▸ Teks Bacaan
▬▬▬▬▬▬▬▬▬▬

Di poster itu ada tambahan kalimat menarik dari HRS, dan itu bisa menggugah umat yang membacanya. Begini pesannya:
“Jika saya dipenjara atau dibunuh, lanjutkan perjuangan.”
Itu pesan yang ditulisnya sebelum HRS ditahan. Dan pesan itu termuat dalam ajakan pada aksi siang ini.
Beberapa tuntutan pada Aksi 1812, itu tidak sekadar pembebasan HRS semata, tapi juga pengusutan tuntas pembunuhan atas enam nyawa syuhada, dan stop kriminalisasi ulama-stop diskriminasi hukum.
Pihak kepolisian dalam hal ini Polda Metro Jaya tidak mengizinkan aksi itu dilakukan. Lalu juru bicara FPI, Ustad Syamsul Maarif mengatakan mulai kapan diperlukan izin dari kepolisian. Tambahnya, pemberitahuan sudah kami lakukan beberapa hari lalu.
Kita bisa bayangkan berapa ribu personil Polri dan TNI dikerahkan dengan pakaian lengkap dan persenjataan, bak perang melawan musuh negara. Padahal yang dihadapi hanya massa berbaju koko putih penuntut keadilan.
Aksi 1812 tampaknya hanya aksi awal saja, sebagai pemanasan. Sampai pada akhirnya akan digelar aksi yang lebih dahsyat, sebagaimana Aksi 212 yang spektakuler itu.

▬▬▬▬▬▬▬▬▬▬

▸ Daftar Tersedia
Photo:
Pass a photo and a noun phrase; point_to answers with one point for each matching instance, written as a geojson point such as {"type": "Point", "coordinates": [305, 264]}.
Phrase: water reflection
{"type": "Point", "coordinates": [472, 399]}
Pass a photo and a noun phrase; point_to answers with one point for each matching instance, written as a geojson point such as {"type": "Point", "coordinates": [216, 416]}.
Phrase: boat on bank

▬▬▬▬▬▬▬▬▬▬

▸ Soal Latihan 1
Ganti "Polda Metro Jaya" dengan "Polda Jawa Barat", lalu tulis ulang teks bacaan mulai dari "Itu pesan yang" sampai "putih penuntut keadilan.".
▸ Soal Latihan 2
Siapa juru bicara FPI menurut teks bacaan?
Kerjakan hanya dengan berpegang pada teks bacaan.

▸ Hasil 1
Itu pesan yang ditulisnya sebelum HRS ditahan. Dan pesan itu termuat dalam ajakan pada aksi siang ini.
Beberapa tuntutan pada Aksi 1812, itu tidak sekadar pembebasan HRS semata, tapi juga pengusutan tuntas pembunuhan atas enam nyawa syuhada, dan stop kriminalisasi ulama-stop diskriminasi hukum.
Pihak kepolisian dalam hal ini Polda Jawa Barat tidak mengizinkan aksi itu dilakukan. Lalu juru bicara FPI, Ustad Syamsul Maarif mengatakan mulai kapan diperlukan izin dari kepolisian. Tambahnya, pemberitahuan sudah kami lakukan beberapa hari lalu.
Kita bisa bayangkan berapa ribu personil Polri dan TNI dikerahkan dengan pakaian lengkap dan persenjataan, bak perang melawan musuh negara. Padahal yang dihadapi hanya massa berbaju koko putih penuntut keadilan.

▸ Hasil 2
Ustad Syamsul Maarif.